### [Problem]
Pull out every line of the data below that contains the word "orange", matching upper and lower case exactly.

** start **

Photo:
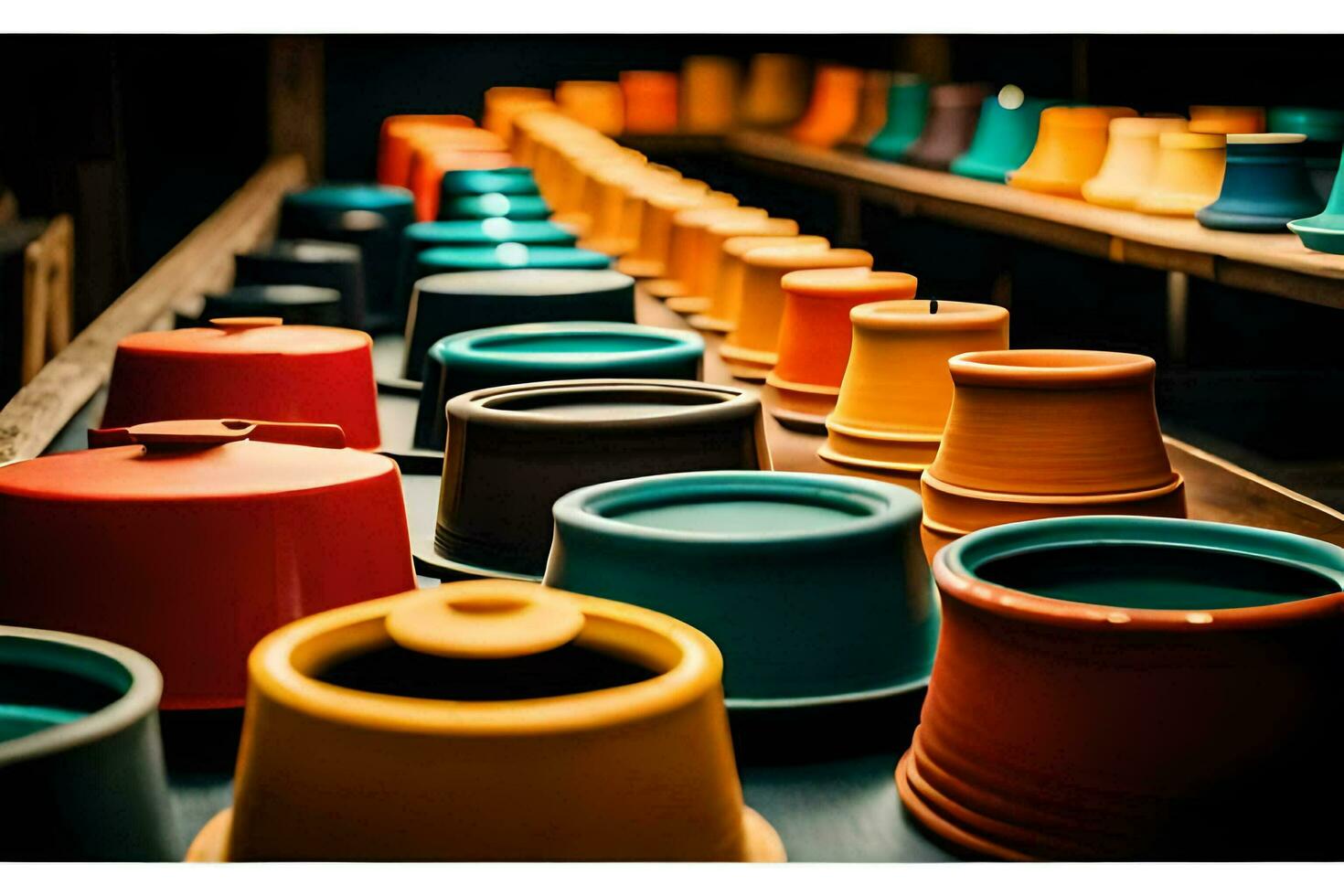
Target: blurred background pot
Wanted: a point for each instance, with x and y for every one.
(80, 752)
(1118, 688)
(486, 720)
(742, 557)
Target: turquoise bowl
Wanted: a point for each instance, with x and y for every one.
(545, 352)
(815, 587)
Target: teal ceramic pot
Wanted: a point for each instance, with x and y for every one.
(80, 759)
(1004, 139)
(448, 304)
(1265, 186)
(907, 105)
(368, 217)
(815, 587)
(537, 352)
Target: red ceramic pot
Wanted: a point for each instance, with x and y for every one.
(190, 540)
(249, 367)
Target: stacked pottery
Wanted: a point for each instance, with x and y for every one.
(897, 389)
(1266, 185)
(815, 336)
(1118, 688)
(486, 720)
(1044, 432)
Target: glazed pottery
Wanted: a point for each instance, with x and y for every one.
(448, 304)
(1044, 432)
(949, 125)
(907, 109)
(1189, 176)
(1126, 688)
(1006, 134)
(514, 450)
(1131, 160)
(775, 93)
(1070, 149)
(709, 88)
(743, 557)
(752, 348)
(815, 336)
(80, 752)
(1266, 185)
(251, 367)
(486, 720)
(197, 538)
(897, 389)
(834, 108)
(534, 352)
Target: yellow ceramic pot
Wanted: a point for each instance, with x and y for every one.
(486, 720)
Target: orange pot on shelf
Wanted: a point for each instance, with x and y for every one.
(815, 337)
(752, 348)
(897, 387)
(1046, 432)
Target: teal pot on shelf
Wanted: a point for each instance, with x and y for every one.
(80, 761)
(535, 352)
(907, 106)
(1265, 185)
(448, 304)
(815, 587)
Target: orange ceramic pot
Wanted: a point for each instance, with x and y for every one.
(815, 336)
(834, 108)
(897, 389)
(1131, 160)
(1070, 149)
(486, 720)
(1189, 175)
(651, 101)
(249, 367)
(752, 348)
(709, 88)
(1043, 432)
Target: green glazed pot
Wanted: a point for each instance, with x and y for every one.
(907, 106)
(814, 586)
(542, 352)
(80, 752)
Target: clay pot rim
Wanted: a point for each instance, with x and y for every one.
(140, 699)
(952, 569)
(1095, 368)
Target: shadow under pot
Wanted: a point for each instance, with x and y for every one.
(745, 557)
(80, 752)
(486, 721)
(542, 352)
(514, 450)
(1131, 688)
(197, 538)
(448, 304)
(1046, 432)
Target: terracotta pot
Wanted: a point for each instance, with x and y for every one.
(512, 452)
(281, 524)
(565, 729)
(815, 336)
(775, 93)
(742, 557)
(1189, 176)
(1070, 149)
(897, 389)
(1038, 432)
(1106, 688)
(752, 349)
(1131, 160)
(451, 304)
(248, 367)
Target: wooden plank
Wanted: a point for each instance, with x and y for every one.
(200, 262)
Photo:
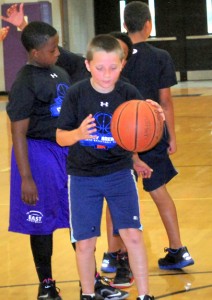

** end **

### [Response to this task]
Target: orange pot on shelf
Target: orange ceramic pot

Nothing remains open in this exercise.